**EXERCISE AIM**
What follows is a block of records; reproduce all of it verbatim.

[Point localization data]
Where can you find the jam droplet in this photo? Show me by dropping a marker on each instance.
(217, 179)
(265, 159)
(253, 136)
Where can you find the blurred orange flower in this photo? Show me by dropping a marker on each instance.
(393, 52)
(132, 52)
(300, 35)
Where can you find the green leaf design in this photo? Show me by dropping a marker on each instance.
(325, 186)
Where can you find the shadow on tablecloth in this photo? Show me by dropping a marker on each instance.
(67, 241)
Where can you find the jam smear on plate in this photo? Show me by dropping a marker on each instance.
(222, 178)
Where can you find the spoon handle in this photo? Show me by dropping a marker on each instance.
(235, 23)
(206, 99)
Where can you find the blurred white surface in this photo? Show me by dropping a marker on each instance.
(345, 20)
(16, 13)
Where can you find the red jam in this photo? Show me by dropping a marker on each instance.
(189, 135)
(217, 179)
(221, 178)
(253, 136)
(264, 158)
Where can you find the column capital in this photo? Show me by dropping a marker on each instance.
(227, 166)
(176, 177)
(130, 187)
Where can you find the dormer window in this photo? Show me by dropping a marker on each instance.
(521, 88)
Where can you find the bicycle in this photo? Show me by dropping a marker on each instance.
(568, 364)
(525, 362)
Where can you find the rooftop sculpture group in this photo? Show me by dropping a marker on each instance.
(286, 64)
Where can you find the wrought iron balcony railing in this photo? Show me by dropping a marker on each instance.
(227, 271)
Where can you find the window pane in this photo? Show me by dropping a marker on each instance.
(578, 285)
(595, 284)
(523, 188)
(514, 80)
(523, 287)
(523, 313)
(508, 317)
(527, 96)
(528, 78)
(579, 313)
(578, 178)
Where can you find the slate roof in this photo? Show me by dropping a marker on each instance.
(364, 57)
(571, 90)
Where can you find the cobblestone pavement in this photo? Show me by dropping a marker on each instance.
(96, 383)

**WRITTEN RESPONSE**
Where can you find the jam droplet in this photo? Show me by dropping a marker on each instance.
(217, 179)
(265, 159)
(253, 136)
Where can you find the blurred orange flower in this photo? Show me by dropping a marker on each instance.
(393, 52)
(132, 52)
(300, 35)
Where can you find the green leaf design in this photo? Show me by dropping a marker on each instance.
(325, 186)
Where can you find the shadow on tablecloth in this photo? Show me by dropping a marker on each instance.
(67, 241)
Where can you find the jam smear on plate in this photo? Show me by dropping a marker on each instance.
(222, 178)
Where can you find the spoon handle in this photo? Show me by dropping a marker on each instance.
(235, 23)
(206, 99)
Where can you find the blurred white surface in this photo? Show me by dropping a marker on each instance.
(345, 20)
(16, 13)
Where can you find the red jam in this photo? Show me by dropping a marker on each instance.
(189, 135)
(217, 179)
(221, 178)
(253, 136)
(264, 158)
Where can you find the column capital in this photo? Show me by dropping a marker on each instance.
(227, 166)
(176, 177)
(130, 187)
Where can you find the dormer window in this photo? Show me by dropping a marker on each instance.
(521, 88)
Where can you find the bicycle in this photo? Show me by dropping a marker on each instance.
(568, 364)
(525, 362)
Where can you find the rooftop sculpture group in this photo? Show me by dropping a marker on each instance.
(286, 64)
Where can you find the wrought iron balcony railing in this photo? Show me by dropping a marker on each instance.
(227, 271)
Where can you find the window pane in this photo? Show me by dropping a marker on each instance.
(578, 285)
(595, 284)
(523, 188)
(514, 80)
(523, 287)
(523, 313)
(508, 317)
(527, 96)
(528, 78)
(579, 313)
(578, 178)
Where can you find the slate roof in this photo? Show me by dropping a marker on each instance.
(364, 57)
(571, 90)
Where can you find the cobblestone pavement in this photo? Show me by dropping a marker on each instance.
(96, 383)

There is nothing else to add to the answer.